→ TEXT SHOWN:
* * * *

Literary and dramatic programming acquaints listeners with the best works of Russian, Soviet, and foreign literature. Well-known novels and stories are staged as radio plays. Leading Soviet actors perform in radio theater. New broadcast forms have appeared, such as one-act plays or dramatized shows. There is production on a systematic basis of music-education broadcasts, lecture concerts, concerts of music requested by listeners, music reviews, concerts by amateur performers, musical shows, and radio short stories. The music of foreign countries is aired on series of broadcasts that may last a week, ten days, or a month. Various musical organizations of All-Union Radio take part in the preparation of the broadcasts—for example, the Great Symphony Orchestra, the Variety Symphony Orchestra, the Russian Folk Instrument Orchestra, the Great Chorus, the Russian Folk Song Chorus, and the Soviet Song Ensemble.

Several popular broadcasts are conducted on the basis of listeners’ letters. Examples are lunost’ Army Post Office, As You Requested, Worker’s Noon, Poetic Notebook, and In the World of Words. Other popular broadcasts include economic advice and information on various problems. All-Union Radio received 511,000 letters from listeners in 1974.

In keeping with the traditions of the radio universities of the 1920’s, various educational programs are produced. These include special teaching broadcasts used as classroom aids and general educational broadcasts, which may assist in political self-education or may be concerned with literature and art. Radio University of Culture is an example of such a program.

Programs to be broadcast within the Soviet Union are prepared by the chief editorial boards of the State Committee of the Council of Ministers of the USSR for Television and Radio. There are boards for propaganda, information (the program Maiak), children’s programming, young people’s programming (the radio station lunost’), literary and dramatic programming, musical programming, programming for the city of Moscow, and programming for Moscow Oblast. Problems of the organization of radio broadcasting and of the monitoring of broadcasts are under the purview of the following organizations of the State Committee: the chief Directorates for Central Television and for Radio, which were established in 1970; the Center for Scientific Programming, which was founded in 1970; the State House of Broadcasting and Sound Recording; the All-Union Scientific Research Institute for Television and Radio, which was founded in 1957; and the Institute for Advanced Training of Workers in Television and Radio, which was established in 1970.

The radio broadcasting system covers the entire territory of the USSR. Broadcasts are conducted in more than 60 languages of the peoples of the USSR and 70 languages of the peoples of other countries. In 1975 the average daily amount of programming for the population of the USSR was more than 1,000 hours. The radio broadcast stations of the USSR are first in Europe in total power. The most powerful stations in the world are in the USSR. Wired broadcasting is carried out through 35,000 relay stations; more than 400 cities have three separate programs. There are more than 60 million radio receivers and more than 50 million loudspeakers. Stereophonic broadcasting is growing.

* * * *

→ DATA ROWS:
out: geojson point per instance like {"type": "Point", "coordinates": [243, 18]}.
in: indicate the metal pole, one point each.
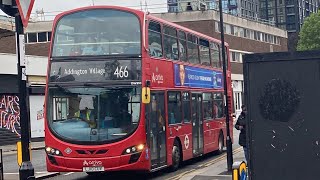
{"type": "Point", "coordinates": [228, 141]}
{"type": "Point", "coordinates": [26, 170]}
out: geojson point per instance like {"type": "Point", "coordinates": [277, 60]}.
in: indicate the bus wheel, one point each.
{"type": "Point", "coordinates": [220, 143]}
{"type": "Point", "coordinates": [176, 156]}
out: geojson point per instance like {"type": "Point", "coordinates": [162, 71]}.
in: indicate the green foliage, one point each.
{"type": "Point", "coordinates": [309, 36]}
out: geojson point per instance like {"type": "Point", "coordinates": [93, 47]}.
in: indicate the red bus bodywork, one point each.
{"type": "Point", "coordinates": [110, 155]}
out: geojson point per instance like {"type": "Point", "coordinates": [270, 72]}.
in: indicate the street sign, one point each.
{"type": "Point", "coordinates": [25, 8]}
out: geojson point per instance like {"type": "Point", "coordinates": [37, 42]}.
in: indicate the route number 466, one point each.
{"type": "Point", "coordinates": [121, 72]}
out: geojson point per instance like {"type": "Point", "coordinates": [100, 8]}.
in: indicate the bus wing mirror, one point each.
{"type": "Point", "coordinates": [146, 95]}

* * * *

→ WHAT NEEDS TO BE DONE:
Pick up the text on Soviet radio broadcasting after its last sentence and continue it.

→ OUTPUT:
In 1975, All-Union Radio had five principal programs and an average of 150 hours of programming a day. The main program is Program 1. It carries broadcasts of an informational, sociopolitical, and artistic nature for the entire Soviet Union. It includes the newscast Latest News and daily reviews of central newspapers. One of the program’s oldest broadcasts is Workers’ Radio Newspaper. The radio magazine Land and People is produced for the rural population. Other popular broadcasts include Man and Law, I Serve the Soviet Union, Health, the program of the radio station lunost’, Theater at the Mike, the review Theater and Life, Literature and Art Abroad, and Musical Evenings. Program 1 also carries broadcasts for children. The average daily amount of broadcasting is 20 hours. The program is transmitted by radio stations of three synchronous networks. Three editions of Program 1 are prepared for broadcasting in different time zones: for Western Siberia, the republics of Middle Asia (except the Turkmen SSR), and Kazakhstan; for Eastern Siberia; and for the Far East.

Program 2—Maiak—is a 24-hour information and music program. It carries news of events in the USSR and abroad and acquaints listeners with the best works of Soviet and foreign music. The music is broadcast in the intervals between periods devoted to information, which last five to seven minutes and occur every half hour. The program is transmitted simultaneously to all parts of the country.

Program 3 carries general educational, literary, and musical broadcasts. It includes documentaries; radio plays; creative portraits of writers, playwrights, composers, and actors; and broadcasts for students to supplement the curricula of the schools. The average daily amount of programming is 14 hours.

Program 4 is dedicated to music. It familiarizes listeners with the works of world music and with the art of outstanding performers. The program is transmitted by metric waves. Since February 1974 the wavelength 4.16 meters has been used for stereophonic broadcasts for an average of four hours a day.

Program 5 operates around the clock. It carries broadcasts of an informational, sociopolitical, and artistic nature and is intended for Soviet citizens outside the USSR, such as seamen, fishermen, and polar research workers.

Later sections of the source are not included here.